Available data
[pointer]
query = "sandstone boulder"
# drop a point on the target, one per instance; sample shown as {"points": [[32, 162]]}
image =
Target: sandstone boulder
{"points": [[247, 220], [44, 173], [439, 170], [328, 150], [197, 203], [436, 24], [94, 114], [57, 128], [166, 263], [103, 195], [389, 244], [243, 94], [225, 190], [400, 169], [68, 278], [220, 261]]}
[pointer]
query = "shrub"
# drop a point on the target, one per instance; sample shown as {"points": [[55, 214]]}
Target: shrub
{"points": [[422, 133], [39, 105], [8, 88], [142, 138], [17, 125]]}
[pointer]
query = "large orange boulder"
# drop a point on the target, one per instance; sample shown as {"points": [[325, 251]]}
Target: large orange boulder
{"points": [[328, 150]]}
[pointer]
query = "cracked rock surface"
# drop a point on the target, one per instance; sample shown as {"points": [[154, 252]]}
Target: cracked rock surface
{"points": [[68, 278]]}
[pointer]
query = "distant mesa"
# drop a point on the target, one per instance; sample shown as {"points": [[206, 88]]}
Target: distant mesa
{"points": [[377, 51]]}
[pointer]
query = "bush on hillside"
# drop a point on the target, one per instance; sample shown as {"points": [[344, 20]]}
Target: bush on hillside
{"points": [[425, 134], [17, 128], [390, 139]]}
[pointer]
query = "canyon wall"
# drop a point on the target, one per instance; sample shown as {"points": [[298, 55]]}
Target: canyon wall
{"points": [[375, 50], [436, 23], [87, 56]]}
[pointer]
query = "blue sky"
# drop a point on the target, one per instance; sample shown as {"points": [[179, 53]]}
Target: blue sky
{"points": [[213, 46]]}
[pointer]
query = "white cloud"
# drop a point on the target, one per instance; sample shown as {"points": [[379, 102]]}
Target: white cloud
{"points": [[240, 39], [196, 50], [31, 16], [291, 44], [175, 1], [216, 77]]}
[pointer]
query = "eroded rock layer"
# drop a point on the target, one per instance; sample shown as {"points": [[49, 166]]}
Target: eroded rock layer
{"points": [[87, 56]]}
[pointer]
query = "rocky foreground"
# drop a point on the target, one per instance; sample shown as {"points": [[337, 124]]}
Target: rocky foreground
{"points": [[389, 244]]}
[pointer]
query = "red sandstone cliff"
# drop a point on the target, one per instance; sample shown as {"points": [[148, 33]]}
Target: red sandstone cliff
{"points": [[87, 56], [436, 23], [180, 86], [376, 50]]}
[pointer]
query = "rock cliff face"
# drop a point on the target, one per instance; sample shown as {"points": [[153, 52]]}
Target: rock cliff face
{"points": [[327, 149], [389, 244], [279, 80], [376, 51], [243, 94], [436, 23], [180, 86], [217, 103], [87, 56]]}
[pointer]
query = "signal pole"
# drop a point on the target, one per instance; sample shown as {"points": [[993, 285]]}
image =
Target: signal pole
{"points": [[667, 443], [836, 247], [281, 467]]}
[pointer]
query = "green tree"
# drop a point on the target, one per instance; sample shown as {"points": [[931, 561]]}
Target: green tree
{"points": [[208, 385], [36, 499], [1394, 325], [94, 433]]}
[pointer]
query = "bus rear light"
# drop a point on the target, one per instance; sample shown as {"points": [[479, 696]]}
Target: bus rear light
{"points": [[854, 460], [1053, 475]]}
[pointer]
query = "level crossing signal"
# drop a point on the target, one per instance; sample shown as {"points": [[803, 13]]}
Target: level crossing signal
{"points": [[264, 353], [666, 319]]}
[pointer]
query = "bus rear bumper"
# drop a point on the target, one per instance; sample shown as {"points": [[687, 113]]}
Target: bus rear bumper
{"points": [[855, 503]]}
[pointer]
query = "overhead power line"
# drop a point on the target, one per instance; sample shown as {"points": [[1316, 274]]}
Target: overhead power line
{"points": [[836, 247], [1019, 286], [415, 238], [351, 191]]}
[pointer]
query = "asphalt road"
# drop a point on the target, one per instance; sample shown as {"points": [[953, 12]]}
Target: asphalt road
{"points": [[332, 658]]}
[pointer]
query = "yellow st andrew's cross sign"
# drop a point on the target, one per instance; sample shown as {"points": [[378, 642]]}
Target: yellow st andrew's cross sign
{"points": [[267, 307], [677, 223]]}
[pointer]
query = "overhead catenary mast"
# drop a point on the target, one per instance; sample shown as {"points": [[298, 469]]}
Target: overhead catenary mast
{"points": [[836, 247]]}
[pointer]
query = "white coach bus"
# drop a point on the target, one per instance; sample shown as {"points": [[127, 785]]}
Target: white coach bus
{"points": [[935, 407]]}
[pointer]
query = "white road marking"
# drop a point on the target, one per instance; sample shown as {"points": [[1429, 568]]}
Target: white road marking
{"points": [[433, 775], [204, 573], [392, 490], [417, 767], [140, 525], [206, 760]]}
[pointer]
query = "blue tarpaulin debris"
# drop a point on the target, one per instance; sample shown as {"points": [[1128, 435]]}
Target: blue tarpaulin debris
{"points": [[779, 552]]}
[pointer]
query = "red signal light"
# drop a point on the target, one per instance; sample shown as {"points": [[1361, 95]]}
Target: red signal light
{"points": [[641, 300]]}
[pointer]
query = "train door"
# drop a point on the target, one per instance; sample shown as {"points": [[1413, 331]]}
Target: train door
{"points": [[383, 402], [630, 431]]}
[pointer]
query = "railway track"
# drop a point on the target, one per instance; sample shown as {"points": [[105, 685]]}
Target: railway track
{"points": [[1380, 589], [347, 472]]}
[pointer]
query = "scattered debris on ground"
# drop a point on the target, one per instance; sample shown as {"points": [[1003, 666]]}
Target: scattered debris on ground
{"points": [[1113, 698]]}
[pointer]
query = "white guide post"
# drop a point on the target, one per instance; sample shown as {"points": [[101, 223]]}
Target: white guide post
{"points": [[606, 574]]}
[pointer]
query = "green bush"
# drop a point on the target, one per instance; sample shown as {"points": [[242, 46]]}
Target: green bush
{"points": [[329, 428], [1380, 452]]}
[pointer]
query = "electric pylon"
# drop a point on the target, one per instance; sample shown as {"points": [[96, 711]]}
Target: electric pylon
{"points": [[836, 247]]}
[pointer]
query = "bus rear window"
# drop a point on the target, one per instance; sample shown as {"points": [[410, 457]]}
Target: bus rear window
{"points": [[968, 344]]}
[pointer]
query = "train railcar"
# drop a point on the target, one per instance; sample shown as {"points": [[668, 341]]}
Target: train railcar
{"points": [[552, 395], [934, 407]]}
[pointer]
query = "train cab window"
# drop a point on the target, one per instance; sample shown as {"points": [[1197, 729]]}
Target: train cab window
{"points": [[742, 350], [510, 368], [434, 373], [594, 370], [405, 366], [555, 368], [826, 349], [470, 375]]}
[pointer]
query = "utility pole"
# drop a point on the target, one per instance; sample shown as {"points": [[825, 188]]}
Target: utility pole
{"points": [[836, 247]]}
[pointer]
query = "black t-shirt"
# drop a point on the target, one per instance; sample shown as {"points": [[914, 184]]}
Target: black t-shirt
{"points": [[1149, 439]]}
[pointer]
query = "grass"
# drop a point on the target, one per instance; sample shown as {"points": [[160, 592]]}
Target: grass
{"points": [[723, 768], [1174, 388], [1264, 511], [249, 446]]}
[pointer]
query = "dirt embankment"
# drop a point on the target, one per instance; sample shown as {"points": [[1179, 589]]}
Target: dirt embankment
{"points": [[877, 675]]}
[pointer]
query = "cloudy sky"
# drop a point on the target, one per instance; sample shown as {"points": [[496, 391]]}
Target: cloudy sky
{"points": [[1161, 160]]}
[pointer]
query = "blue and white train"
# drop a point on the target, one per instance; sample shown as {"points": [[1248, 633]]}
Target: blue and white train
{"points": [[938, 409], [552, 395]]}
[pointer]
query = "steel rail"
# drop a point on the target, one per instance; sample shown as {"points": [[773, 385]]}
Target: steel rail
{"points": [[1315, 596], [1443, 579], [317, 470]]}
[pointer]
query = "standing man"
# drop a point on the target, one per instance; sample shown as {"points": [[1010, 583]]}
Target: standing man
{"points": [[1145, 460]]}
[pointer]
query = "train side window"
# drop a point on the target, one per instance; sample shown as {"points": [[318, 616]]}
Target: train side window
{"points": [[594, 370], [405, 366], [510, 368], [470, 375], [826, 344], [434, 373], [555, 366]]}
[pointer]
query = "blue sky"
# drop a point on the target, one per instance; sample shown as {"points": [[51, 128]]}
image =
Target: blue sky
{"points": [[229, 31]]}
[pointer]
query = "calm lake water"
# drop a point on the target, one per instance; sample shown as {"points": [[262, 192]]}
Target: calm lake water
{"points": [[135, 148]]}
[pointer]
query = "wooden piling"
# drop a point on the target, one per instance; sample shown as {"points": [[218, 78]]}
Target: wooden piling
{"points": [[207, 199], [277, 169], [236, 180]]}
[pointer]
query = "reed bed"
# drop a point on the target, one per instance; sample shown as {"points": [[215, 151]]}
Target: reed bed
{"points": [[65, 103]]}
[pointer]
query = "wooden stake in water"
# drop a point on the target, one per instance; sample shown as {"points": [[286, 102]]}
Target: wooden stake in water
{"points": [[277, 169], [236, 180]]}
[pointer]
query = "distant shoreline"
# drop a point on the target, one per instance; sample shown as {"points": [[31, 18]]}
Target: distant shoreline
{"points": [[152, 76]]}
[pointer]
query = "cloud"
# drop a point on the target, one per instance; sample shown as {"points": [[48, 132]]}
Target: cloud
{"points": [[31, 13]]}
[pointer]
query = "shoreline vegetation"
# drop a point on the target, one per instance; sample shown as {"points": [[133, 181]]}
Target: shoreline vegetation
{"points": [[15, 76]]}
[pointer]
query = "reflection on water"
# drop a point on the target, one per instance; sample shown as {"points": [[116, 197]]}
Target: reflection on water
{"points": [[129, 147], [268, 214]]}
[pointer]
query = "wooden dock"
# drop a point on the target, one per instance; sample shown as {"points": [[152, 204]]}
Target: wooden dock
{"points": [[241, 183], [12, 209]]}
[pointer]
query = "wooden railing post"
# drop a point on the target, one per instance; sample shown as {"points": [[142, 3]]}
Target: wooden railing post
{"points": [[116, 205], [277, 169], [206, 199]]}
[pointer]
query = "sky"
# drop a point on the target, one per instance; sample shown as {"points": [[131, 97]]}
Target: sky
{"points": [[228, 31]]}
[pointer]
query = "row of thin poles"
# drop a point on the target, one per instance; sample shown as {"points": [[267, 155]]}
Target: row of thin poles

Problem details
Identify every line in the rows above that contains the word "dirt", treating uppercase and lowercase as different, and copy each of those lines.

Completed task
query = "dirt embankment"
Target: dirt embankment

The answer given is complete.